[What the task asks]
Whenever a line in the data below includes the string "rough", copy it out.

[Supplied records]
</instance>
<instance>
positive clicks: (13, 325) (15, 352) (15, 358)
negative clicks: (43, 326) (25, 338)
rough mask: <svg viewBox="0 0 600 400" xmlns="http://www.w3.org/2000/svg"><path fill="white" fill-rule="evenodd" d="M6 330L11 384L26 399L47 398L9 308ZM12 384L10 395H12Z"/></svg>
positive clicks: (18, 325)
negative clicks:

==

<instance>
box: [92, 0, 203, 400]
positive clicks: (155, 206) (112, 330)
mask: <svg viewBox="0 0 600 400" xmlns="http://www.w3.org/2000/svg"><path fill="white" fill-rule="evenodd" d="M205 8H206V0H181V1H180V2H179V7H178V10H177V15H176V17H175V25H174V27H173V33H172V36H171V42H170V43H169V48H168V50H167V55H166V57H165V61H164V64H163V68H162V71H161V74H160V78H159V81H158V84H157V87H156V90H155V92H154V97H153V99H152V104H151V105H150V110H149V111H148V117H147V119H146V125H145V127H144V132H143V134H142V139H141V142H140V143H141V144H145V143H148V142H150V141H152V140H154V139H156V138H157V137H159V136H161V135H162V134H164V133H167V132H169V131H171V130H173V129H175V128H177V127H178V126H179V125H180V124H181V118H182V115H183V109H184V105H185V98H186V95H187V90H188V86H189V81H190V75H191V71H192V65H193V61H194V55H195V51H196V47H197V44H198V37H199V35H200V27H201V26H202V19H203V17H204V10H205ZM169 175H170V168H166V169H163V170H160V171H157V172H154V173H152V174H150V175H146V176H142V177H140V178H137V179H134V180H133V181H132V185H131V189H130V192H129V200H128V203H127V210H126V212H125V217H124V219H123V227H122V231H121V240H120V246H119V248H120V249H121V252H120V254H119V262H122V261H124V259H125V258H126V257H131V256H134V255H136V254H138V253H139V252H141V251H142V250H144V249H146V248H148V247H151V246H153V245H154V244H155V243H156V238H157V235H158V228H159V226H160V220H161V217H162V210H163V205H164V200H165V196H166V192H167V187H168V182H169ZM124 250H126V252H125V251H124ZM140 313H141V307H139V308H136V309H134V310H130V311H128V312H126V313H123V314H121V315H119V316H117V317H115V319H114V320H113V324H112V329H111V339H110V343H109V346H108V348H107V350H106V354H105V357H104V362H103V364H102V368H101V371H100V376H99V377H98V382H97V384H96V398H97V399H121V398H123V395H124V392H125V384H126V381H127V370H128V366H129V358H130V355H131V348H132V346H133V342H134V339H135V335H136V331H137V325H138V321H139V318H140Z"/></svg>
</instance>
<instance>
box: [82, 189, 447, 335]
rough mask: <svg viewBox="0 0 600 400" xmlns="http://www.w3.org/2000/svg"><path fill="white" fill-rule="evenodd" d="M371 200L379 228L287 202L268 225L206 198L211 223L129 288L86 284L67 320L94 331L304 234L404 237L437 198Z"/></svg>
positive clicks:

[Worked solution]
rough mask: <svg viewBox="0 0 600 400" xmlns="http://www.w3.org/2000/svg"><path fill="white" fill-rule="evenodd" d="M6 330L11 384L26 399L47 398L9 308ZM12 384L10 395H12Z"/></svg>
rough mask: <svg viewBox="0 0 600 400" xmlns="http://www.w3.org/2000/svg"><path fill="white" fill-rule="evenodd" d="M371 200L379 228L287 202L268 225L206 198L211 223L129 288L86 284L67 320L94 331L304 234L404 237L437 198Z"/></svg>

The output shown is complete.